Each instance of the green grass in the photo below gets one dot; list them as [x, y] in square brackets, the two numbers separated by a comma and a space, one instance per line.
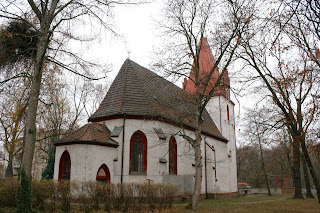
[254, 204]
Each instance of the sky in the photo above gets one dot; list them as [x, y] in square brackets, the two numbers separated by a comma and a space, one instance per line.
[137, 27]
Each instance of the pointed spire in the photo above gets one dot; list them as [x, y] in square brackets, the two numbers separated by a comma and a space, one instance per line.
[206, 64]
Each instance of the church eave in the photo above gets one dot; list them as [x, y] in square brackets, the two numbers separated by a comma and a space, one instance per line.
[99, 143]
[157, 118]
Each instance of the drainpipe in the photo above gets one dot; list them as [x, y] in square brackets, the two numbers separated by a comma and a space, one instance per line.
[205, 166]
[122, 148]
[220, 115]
* * *
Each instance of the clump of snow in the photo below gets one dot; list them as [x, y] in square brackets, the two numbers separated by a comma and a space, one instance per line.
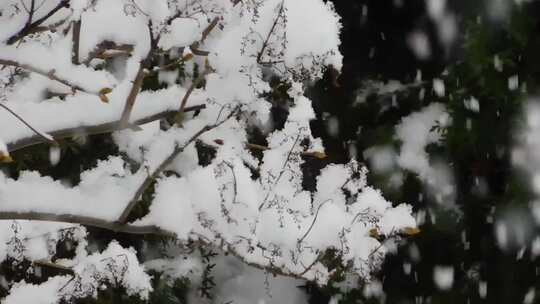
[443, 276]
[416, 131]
==
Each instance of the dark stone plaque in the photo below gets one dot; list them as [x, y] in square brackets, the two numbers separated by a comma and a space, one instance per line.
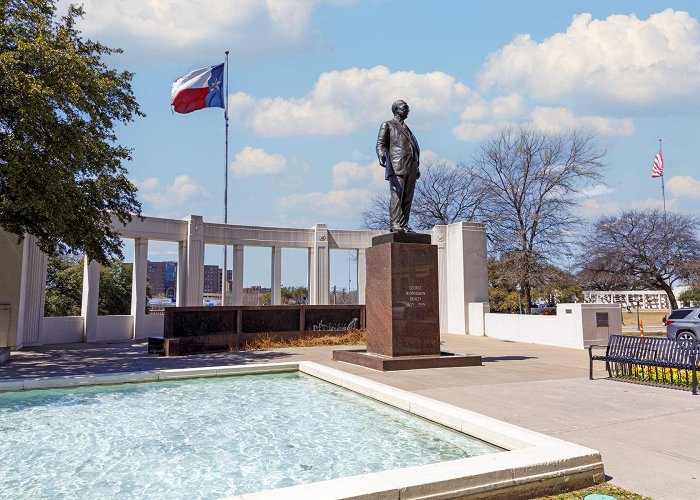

■ GIVEN EXERCISE ■
How many lines in the records above contain the word "instance"? Reply with the number alone.

■ RESULT OF THIS TASK ■
7